> **Material for this task**
"""
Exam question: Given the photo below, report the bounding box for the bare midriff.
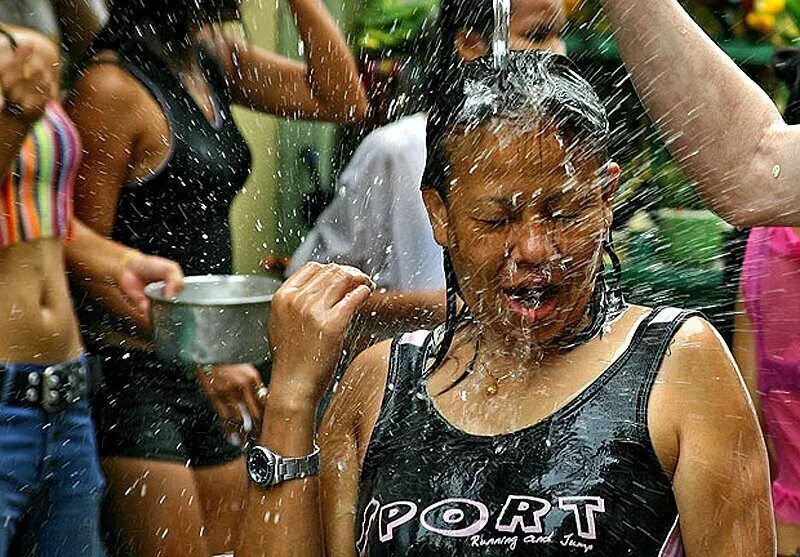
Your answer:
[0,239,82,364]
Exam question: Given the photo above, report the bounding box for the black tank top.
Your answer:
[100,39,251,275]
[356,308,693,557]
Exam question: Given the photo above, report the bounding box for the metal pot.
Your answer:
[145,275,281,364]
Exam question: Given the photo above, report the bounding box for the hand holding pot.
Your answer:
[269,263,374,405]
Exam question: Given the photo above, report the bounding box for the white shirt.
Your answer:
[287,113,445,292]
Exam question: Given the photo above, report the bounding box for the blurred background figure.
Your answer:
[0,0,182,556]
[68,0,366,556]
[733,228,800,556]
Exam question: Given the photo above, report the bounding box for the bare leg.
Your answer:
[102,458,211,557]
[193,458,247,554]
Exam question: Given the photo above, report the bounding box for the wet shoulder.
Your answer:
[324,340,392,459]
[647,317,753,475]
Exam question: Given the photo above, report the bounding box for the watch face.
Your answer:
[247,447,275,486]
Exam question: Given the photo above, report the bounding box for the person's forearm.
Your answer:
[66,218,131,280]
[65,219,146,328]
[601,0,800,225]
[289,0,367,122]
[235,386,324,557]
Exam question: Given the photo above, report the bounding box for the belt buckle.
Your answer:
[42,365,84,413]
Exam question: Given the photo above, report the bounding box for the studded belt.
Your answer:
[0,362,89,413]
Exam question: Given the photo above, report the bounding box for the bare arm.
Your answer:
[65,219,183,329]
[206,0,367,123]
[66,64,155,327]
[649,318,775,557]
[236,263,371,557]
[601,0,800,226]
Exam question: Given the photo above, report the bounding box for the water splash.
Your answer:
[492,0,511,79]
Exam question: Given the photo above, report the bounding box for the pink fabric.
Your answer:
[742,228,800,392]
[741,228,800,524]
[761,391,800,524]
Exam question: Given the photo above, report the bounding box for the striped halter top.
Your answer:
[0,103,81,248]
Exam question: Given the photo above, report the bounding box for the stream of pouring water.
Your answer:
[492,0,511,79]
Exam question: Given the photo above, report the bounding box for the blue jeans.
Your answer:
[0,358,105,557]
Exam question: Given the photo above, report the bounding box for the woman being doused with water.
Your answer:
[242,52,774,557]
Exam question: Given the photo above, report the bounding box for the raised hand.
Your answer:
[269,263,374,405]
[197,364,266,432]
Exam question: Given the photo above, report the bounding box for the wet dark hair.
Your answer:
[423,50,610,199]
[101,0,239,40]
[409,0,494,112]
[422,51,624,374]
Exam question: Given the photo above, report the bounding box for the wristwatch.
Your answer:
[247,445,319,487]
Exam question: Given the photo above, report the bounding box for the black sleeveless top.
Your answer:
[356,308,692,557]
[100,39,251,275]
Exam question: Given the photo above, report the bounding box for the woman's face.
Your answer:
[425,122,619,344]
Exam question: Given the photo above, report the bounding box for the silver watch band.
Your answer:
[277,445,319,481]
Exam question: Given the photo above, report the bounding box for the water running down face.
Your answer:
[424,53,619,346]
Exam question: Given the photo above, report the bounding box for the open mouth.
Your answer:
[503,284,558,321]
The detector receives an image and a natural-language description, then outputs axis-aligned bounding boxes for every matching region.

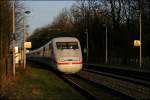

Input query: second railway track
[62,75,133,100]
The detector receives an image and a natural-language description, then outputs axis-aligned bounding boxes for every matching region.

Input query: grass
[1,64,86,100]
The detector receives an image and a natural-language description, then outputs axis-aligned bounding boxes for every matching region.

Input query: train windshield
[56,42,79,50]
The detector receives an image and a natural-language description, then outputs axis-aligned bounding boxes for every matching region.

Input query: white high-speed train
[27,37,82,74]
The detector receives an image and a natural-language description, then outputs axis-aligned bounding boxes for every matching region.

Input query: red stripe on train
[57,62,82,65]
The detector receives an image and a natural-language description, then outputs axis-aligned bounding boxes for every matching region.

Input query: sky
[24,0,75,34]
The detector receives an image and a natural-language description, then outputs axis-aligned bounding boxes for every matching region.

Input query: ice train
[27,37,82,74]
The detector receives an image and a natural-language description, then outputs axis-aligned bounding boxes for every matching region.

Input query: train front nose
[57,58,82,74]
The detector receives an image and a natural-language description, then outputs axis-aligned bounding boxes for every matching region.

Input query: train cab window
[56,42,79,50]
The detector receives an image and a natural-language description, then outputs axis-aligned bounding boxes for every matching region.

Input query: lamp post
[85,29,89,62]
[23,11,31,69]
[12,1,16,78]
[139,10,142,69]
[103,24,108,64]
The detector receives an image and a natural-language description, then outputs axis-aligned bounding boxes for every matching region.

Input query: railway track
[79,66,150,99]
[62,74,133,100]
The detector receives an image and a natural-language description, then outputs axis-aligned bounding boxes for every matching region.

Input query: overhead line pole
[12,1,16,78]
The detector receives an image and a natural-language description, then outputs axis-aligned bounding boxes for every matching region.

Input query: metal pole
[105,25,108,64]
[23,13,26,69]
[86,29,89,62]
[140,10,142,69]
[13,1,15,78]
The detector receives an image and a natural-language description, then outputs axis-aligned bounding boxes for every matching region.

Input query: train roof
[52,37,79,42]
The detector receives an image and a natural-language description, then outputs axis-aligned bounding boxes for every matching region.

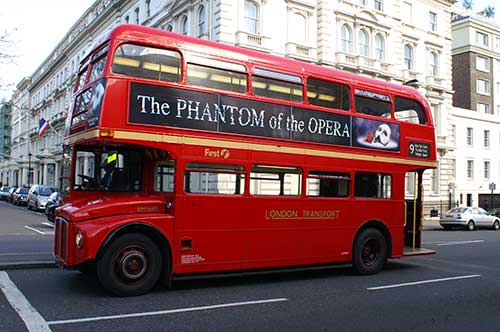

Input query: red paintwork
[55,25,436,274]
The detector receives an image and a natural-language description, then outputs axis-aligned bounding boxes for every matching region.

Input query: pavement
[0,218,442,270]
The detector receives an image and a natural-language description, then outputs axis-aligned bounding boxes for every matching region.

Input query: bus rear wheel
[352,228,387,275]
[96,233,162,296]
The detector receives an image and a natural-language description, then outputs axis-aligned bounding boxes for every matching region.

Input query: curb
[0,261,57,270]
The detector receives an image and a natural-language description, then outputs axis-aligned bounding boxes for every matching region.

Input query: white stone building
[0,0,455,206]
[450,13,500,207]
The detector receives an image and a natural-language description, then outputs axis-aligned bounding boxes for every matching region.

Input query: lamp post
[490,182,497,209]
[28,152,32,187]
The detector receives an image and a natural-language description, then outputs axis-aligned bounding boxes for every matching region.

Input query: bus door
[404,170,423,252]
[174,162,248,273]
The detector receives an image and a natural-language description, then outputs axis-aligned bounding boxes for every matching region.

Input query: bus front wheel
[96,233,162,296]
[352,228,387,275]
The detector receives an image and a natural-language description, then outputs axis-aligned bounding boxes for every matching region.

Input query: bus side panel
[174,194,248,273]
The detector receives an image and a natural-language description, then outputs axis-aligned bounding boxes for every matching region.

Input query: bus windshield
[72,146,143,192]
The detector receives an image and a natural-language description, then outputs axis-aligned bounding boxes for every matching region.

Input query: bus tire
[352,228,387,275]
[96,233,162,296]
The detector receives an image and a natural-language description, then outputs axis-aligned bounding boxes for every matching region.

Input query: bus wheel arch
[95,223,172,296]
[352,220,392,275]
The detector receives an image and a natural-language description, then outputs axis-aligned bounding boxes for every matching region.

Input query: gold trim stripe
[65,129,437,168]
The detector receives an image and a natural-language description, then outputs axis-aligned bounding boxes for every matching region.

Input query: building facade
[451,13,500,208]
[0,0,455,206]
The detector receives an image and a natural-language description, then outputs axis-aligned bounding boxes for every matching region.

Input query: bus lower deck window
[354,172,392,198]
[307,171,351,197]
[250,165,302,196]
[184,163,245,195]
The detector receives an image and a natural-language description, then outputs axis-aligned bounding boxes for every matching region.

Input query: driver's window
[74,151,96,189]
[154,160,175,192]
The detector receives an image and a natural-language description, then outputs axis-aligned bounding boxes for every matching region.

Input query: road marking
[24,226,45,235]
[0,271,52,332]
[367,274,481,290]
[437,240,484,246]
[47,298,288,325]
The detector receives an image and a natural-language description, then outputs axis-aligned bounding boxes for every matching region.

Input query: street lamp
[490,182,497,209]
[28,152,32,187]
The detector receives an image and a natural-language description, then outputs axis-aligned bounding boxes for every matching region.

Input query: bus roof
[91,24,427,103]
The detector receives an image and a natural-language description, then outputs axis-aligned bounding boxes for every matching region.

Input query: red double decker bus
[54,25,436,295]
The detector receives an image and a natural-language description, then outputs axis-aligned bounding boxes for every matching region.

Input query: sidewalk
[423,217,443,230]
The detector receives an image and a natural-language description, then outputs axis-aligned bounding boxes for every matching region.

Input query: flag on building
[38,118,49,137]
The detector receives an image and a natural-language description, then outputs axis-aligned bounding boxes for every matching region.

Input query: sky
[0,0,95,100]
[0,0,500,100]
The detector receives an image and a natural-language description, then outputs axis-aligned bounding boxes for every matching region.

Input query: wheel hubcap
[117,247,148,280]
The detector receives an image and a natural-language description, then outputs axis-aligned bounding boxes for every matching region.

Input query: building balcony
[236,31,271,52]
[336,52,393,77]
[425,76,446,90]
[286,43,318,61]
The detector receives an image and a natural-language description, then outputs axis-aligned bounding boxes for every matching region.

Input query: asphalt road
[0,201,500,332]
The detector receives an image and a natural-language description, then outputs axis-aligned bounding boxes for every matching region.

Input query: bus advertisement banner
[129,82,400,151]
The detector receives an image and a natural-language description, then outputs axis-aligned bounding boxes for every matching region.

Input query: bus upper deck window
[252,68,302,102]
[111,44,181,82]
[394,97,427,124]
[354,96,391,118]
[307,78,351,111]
"""
> **Task objective**
Switch "photo" to "image" in the data from its first line through the line containing "[145,275,281,364]", inclusive, and write those lines out with everything else unchanged. Leave the picture out.

> **Answer to this exercise**
Exam question: Given the image below, report the bounding box for the bare midriff.
Your answer:
[0,239,82,364]
Exam question: Given the image above, report the bounding box for the black tank top.
Your answer:
[100,39,251,275]
[356,308,693,557]
Exam question: Given the image above, report the bounding box for the metal pot.
Your answer:
[145,275,281,364]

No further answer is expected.